● Requirement
Turn every line of the items below into a JSON list of strings, one string per line, and drop any blank lines. Omit the pictures from your answer.

(Labeled area outline items)
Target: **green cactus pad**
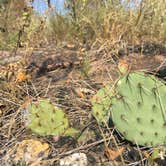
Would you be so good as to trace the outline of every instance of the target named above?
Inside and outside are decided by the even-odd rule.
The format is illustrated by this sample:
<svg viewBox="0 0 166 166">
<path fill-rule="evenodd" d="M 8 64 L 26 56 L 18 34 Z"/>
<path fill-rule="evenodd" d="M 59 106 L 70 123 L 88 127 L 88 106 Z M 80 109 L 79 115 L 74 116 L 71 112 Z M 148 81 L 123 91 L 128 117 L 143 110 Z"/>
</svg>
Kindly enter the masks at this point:
<svg viewBox="0 0 166 166">
<path fill-rule="evenodd" d="M 119 79 L 112 120 L 124 138 L 143 146 L 166 143 L 166 86 L 143 72 Z"/>
<path fill-rule="evenodd" d="M 107 123 L 110 115 L 112 89 L 109 85 L 101 88 L 92 98 L 92 115 L 98 123 Z"/>
<path fill-rule="evenodd" d="M 29 125 L 32 132 L 39 135 L 74 135 L 75 129 L 69 128 L 68 119 L 60 108 L 55 108 L 49 100 L 42 99 L 29 106 Z"/>
</svg>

● Answer to the exercise
[
  "Target: **green cactus pad**",
  "Would you be so good as to trace the outline of every instance of the target named above?",
  "Inside and outside are decided by the even-odd rule.",
  "The format is illustrated by this sample:",
  "<svg viewBox=\"0 0 166 166\">",
  "<path fill-rule=\"evenodd\" d=\"M 8 64 L 26 56 L 18 34 Z\"/>",
  "<path fill-rule=\"evenodd\" d=\"M 59 106 L 70 123 L 88 127 L 88 106 Z M 80 109 L 79 115 L 74 116 L 71 112 Z M 148 81 L 123 91 L 128 117 L 143 110 Z\"/>",
  "</svg>",
  "Kindly enter the masks at this point:",
  "<svg viewBox=\"0 0 166 166\">",
  "<path fill-rule=\"evenodd\" d=\"M 119 79 L 112 120 L 124 138 L 143 146 L 166 143 L 166 86 L 143 72 Z\"/>",
  "<path fill-rule=\"evenodd\" d=\"M 107 123 L 110 115 L 112 89 L 109 85 L 101 88 L 92 98 L 92 115 L 98 123 Z\"/>",
  "<path fill-rule=\"evenodd\" d=\"M 29 125 L 32 132 L 39 135 L 74 135 L 75 129 L 69 128 L 68 119 L 60 108 L 55 108 L 49 100 L 42 99 L 29 106 Z\"/>",
  "</svg>"
]